● Input rows
_ _ _ _ _

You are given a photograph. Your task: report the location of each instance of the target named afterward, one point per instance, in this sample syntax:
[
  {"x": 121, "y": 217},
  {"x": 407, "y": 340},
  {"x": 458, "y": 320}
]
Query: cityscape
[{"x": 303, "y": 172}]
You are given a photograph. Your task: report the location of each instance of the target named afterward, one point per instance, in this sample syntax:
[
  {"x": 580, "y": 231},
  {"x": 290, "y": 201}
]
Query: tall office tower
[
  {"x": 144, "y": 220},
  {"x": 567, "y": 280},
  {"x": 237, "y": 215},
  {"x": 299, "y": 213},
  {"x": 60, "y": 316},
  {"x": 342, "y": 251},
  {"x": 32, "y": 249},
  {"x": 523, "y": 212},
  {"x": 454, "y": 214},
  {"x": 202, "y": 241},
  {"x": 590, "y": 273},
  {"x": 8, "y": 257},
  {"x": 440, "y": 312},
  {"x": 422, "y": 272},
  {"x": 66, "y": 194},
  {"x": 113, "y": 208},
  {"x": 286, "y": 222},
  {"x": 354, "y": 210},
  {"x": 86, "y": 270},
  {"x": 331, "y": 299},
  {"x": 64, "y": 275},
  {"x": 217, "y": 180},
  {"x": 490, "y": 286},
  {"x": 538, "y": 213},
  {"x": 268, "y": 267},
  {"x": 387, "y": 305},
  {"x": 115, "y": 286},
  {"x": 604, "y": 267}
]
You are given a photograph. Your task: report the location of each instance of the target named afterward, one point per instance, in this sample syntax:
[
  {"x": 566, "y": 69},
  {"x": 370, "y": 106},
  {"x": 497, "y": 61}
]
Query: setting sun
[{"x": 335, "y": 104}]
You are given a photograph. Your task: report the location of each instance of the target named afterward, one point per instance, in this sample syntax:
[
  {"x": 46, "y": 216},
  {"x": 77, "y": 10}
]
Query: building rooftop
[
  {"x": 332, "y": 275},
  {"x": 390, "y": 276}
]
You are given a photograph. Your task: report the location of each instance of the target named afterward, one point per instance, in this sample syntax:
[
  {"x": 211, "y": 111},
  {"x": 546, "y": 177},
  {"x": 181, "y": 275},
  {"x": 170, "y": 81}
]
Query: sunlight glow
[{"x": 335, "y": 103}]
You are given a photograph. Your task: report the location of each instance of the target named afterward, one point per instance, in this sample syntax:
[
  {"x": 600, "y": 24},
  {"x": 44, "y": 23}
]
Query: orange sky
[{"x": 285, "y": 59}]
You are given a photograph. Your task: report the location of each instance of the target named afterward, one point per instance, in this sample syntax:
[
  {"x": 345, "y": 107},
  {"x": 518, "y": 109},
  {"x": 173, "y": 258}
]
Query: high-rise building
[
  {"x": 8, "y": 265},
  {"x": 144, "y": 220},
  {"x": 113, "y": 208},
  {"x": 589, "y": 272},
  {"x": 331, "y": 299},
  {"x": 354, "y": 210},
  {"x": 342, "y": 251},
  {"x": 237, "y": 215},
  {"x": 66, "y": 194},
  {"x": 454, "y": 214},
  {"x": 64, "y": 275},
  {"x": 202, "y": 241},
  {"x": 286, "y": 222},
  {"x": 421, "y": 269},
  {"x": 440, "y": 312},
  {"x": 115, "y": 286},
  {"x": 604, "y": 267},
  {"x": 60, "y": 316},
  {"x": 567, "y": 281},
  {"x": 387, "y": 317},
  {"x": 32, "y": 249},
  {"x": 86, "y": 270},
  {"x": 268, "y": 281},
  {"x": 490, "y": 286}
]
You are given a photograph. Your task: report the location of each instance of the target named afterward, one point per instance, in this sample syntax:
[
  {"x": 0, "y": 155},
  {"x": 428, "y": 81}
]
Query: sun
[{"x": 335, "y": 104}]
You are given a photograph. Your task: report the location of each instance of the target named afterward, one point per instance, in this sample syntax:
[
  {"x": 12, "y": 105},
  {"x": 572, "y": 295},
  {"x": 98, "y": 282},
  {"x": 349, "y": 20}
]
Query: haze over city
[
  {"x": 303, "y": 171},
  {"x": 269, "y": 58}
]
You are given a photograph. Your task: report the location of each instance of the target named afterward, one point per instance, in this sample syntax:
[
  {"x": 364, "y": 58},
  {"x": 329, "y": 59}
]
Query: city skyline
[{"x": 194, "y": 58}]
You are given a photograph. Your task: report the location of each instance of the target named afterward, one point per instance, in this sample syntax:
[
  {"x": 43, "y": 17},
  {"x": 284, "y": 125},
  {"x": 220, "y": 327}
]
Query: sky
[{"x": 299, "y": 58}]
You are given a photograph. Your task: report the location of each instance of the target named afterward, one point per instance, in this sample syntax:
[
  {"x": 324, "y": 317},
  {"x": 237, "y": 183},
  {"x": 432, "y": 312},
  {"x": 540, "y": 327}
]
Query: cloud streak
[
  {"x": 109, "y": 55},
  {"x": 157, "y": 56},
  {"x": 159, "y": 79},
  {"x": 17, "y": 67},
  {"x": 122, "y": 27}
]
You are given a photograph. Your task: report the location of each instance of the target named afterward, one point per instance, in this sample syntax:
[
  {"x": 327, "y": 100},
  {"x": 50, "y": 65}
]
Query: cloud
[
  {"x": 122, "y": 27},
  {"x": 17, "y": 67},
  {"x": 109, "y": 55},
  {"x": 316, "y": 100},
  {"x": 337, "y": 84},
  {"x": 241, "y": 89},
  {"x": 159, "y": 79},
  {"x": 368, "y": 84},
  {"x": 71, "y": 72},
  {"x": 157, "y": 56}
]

_ _ _ _ _

List every line of the records above that contains the word "building", copying each line in full.

Query: building rooftop
Query: high-rise building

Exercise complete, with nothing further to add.